*Directive*
Reproduce every line of the entries below, requests included, but leave out the pictures. Scale each coordinate in the answers by 0.25 and round to whole numbers, halves up, leaving the numbers in the requests and their format samples unchanged.

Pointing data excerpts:
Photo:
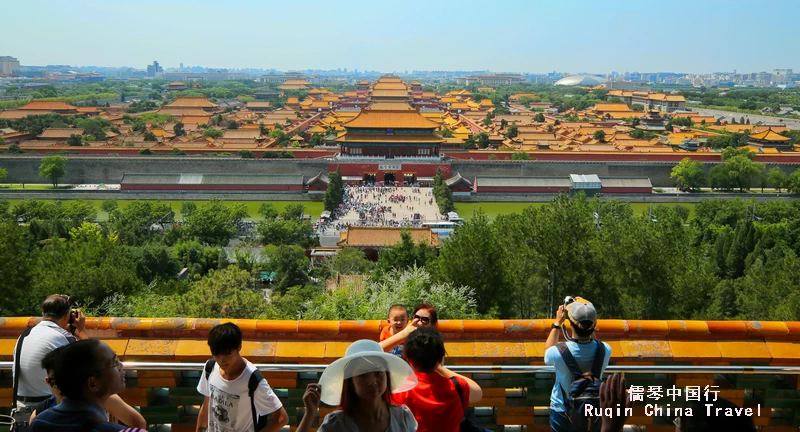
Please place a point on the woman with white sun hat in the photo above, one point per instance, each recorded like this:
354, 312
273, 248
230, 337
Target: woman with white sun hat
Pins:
361, 384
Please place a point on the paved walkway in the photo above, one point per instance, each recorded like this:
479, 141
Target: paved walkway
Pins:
387, 206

*Exercise output*
Photo:
Please place a point on the woman with white sun hat in the photo above, one point per instance, each recorded like this:
354, 312
273, 248
230, 337
Target: woman with white sun hat
Pins:
90, 96
Please place a point on the paved walkway in the photo above, one point per instance, each recorded like this:
479, 141
Target: paved walkway
Pins:
97, 52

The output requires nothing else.